[Records Boundary: Start]

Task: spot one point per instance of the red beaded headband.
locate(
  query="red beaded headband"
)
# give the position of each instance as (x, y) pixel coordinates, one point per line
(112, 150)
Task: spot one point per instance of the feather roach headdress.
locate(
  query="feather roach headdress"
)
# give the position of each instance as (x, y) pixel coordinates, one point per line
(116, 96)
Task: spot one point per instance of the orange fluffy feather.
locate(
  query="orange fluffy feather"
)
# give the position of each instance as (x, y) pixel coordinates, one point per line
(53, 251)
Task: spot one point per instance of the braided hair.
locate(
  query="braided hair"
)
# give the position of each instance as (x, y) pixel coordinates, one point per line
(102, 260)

[Records Boundary: End]

Problem to work on ▸ Reproduce each entry above. Every word must match.

Exercise result ▸
Task: spot one point per instance of the red beaded headband.
locate(
  query="red beaded headband"
)
# give the position of each instance as (x, y) pixel coordinates, one point per line
(112, 150)
Task: spot one point per instance of the feather roach headdress.
locate(
  query="feather roach headdress"
)
# give the position of each instance as (x, y) pixel coordinates, one point per line
(116, 96)
Task: spot one point per instance of the orange fluffy feather.
locate(
  query="orange fluffy feather"
)
# give the position of each instance as (x, y) pixel coordinates, one point per line
(53, 251)
Task: spot one point per instance of the braided hair.
locate(
  query="braided hair"
)
# give the position of each instance as (x, y) pixel coordinates, one point per line
(102, 260)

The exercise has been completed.